* [Objective]:
Copy out the records word for word, from the line containing "the flower head" through the line containing "[31, 28, 49, 45]", both included.

* [Source material]:
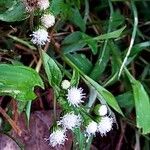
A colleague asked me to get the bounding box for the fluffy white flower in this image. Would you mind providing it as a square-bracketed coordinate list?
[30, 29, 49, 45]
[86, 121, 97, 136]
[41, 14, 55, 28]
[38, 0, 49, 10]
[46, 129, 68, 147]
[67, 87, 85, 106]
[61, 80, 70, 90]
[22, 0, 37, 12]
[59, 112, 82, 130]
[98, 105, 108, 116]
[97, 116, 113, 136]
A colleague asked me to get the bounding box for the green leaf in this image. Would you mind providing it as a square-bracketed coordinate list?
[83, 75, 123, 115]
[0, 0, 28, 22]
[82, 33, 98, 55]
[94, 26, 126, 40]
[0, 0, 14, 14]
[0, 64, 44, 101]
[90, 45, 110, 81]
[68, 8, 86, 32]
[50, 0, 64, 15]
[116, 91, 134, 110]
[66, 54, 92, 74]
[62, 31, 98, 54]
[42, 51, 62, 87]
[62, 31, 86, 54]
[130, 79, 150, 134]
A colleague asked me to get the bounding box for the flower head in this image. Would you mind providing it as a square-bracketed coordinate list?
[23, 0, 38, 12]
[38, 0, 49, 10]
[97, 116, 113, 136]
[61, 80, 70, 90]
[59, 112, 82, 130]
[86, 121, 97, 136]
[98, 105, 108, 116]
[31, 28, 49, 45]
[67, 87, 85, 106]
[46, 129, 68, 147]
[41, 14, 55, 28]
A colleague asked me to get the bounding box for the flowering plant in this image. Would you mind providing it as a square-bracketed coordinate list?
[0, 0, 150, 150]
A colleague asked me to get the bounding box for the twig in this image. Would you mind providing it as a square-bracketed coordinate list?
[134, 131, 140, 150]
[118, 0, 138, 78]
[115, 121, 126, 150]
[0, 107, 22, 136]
* * *
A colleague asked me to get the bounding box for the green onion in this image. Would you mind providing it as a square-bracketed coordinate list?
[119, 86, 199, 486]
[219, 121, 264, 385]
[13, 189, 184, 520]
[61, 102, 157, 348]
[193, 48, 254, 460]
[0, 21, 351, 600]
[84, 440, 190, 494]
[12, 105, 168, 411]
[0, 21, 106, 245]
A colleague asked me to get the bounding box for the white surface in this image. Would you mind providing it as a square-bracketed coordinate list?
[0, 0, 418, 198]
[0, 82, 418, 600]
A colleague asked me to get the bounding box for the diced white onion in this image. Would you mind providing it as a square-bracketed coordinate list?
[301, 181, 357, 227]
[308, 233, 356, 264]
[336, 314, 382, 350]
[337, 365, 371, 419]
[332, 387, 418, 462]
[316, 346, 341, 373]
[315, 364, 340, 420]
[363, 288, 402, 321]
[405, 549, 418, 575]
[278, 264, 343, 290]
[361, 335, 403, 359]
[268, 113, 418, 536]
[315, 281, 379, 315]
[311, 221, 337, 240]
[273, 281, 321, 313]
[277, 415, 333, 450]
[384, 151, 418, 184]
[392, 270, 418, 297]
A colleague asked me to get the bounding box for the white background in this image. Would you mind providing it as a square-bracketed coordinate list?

* [Problem solution]:
A colleague asked me to get the bounding box for the flower head in this image. Would you mind providing it as a square-bracketed coordinate list?
[23, 0, 38, 12]
[38, 0, 49, 10]
[97, 116, 113, 136]
[61, 80, 70, 90]
[59, 112, 82, 130]
[86, 121, 97, 136]
[98, 105, 108, 116]
[31, 28, 49, 45]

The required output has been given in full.